DOKUMEN
::::::::::
Halaman

Cari

Mitos Masyarakat Antara Kufur dan Tidak!

Share it:

Di tengah derasnya perkembangan zaman yang semakin pesat, mitos dan khurafat masih tetap mengakar kuat dalam tubuh masyarakat, utamanya mereka yang hidup di pedesaan. Masih ada beberapa mitos dan khurafat yang masih dipercaya. Takhayul dan mitos merupakan kepercayaan yang berada di luar batas akal manusia atau bisa dikatakan kepercayaan yang hanya ada dalam khayalan dan rekaan belaka, tidak bisa dibuktikan secara ilmiah. Versi takhayul misalnya, adalah anggapan atau keyakinan kalau melakukan ini hari ini maka akan akan begini, kalau melakukan itu hari itu maka akan tertimpa begitu.

Dahulu kala, masyarakat sangat kental dengan hal-hal yang  berbau takhayul semacam ini. Banyak mitos (takhayul) yang dipercaya. Misalnya mitos hari baik. Untuk melakukan sesuatu yang sangat penting, sebagian masyarakat masih mencari jam, hari, tanggal dan bulan yang baik. Mitos hari baik ini tertuang dalam buku perimbon, sebuah buku yang berisikan sistem bilangan pelik untuk
menghitung hari mujur untuk mengadakan selamatan, mendirikan rumah, memulai perjalanan dan mengurus segala macam kegiatan penting, baik bagi perorangan maupun masyarakat. Selain mitos hari baik, masih banyak lagi-lagi mitos yang berkembang.
::::::::::
KUTIPAN DATA

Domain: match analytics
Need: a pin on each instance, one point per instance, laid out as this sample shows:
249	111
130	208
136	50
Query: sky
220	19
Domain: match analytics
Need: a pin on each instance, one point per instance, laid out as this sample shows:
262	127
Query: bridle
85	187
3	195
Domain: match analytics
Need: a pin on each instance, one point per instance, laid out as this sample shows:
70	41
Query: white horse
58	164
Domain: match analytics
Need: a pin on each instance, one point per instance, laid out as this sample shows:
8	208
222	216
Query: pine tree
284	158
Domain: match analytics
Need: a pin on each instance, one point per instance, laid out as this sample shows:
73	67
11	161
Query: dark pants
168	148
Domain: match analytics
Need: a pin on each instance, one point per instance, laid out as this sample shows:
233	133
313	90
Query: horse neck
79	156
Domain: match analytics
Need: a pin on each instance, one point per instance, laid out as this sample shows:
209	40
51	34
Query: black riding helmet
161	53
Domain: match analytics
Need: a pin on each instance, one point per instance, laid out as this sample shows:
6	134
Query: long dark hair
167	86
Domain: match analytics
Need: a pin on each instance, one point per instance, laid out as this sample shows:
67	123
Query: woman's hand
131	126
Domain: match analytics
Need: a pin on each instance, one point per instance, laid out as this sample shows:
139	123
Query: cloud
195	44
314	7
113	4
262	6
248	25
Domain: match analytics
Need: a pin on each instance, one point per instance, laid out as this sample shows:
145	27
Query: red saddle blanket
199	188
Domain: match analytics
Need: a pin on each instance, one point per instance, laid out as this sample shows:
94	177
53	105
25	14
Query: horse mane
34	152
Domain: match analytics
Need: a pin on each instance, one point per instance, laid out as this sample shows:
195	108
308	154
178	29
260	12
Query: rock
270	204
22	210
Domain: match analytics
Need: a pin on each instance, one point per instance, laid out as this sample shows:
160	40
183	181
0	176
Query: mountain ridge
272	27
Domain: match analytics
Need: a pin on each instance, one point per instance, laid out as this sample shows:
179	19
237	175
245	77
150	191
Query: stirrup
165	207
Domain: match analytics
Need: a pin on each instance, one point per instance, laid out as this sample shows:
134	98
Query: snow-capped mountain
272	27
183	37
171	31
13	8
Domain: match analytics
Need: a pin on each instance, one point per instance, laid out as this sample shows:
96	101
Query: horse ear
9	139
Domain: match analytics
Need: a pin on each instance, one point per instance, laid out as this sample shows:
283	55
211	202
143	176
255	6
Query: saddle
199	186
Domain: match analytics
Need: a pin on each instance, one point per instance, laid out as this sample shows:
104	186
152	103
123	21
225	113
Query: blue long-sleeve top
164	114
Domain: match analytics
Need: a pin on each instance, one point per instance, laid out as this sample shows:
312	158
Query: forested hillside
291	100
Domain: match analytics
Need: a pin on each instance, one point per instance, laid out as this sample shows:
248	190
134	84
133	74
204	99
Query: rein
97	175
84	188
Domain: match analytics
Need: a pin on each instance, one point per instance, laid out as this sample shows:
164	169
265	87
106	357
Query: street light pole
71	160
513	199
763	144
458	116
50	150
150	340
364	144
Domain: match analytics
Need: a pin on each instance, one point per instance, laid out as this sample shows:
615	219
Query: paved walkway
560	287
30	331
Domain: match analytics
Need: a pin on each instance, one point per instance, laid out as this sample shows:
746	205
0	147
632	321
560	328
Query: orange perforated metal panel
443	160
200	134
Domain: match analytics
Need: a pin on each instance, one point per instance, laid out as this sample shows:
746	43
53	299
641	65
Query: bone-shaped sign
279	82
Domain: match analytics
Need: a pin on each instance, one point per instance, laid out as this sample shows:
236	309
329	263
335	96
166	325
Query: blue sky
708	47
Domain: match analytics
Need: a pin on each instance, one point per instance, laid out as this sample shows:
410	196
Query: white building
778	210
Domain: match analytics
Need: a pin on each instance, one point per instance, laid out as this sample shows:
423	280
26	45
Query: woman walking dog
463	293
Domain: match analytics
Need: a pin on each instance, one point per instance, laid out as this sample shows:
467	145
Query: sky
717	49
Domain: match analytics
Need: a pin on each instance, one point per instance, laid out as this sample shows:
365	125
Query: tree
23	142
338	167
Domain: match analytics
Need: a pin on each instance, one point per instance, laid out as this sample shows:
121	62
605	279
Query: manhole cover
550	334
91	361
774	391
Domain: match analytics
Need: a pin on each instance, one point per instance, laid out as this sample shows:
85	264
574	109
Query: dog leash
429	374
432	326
::::::::::
TUGAS
Lanjutkan teks tentang mitos dan takhayul di tengah masyarakat dari bagian terakhirnya.

JAWABAN LATIHAN
 Di antaranya adalah mitos kehamilan; wanita hamil memiliki beberapa pantangan, kalau pantangan itu dilakukan akan mempengaruhi terhadap keselamataan cabang bayi yang dikandungnya. Mitos menyapu pada malam hari yang katanya akan menyebabkan fakir miskin. Dan masih banyak lagi mitos-mitos unik yang tetap mengakar kuat di masyrakat sampai sekarang. Entah siapa dan dari mana mitos ini ? Tidak bisa diketahui secara pasti. Namun, yang pasti mitos telah ada sejak dulu dan menjadi keyakinan koliktif masyarakat secara turun-temurun.


Sepintas, takhayul yang berkembang di masyarakat bisa berdampak negative terhadap akidah Islam.  Ketika mitos telah menjelma sebagai akidah yang diyakini, maka dapat menjeremuskan seseorang pada kesyirikan; menggantungkan kesuksesan dan kegagalan sesuatu kepada selain Allah. Dalam al-Qur`an dan Hadis menggantungkan adanya seuatu kepada selain Allah disebut dengan istilah Tathayyur. Istilah ini muncul dari kebiasaan masyarakat Arab Jahilyah. Ketika mereka hendak bepergian, mereka menangkap burung, lalu dilepas terbang (tathayyur).

Kalau terbang ke arah kiri -menurut mitos mereka- akan ada hal buruk yang akan menimpa hingga mereka urung bepergian.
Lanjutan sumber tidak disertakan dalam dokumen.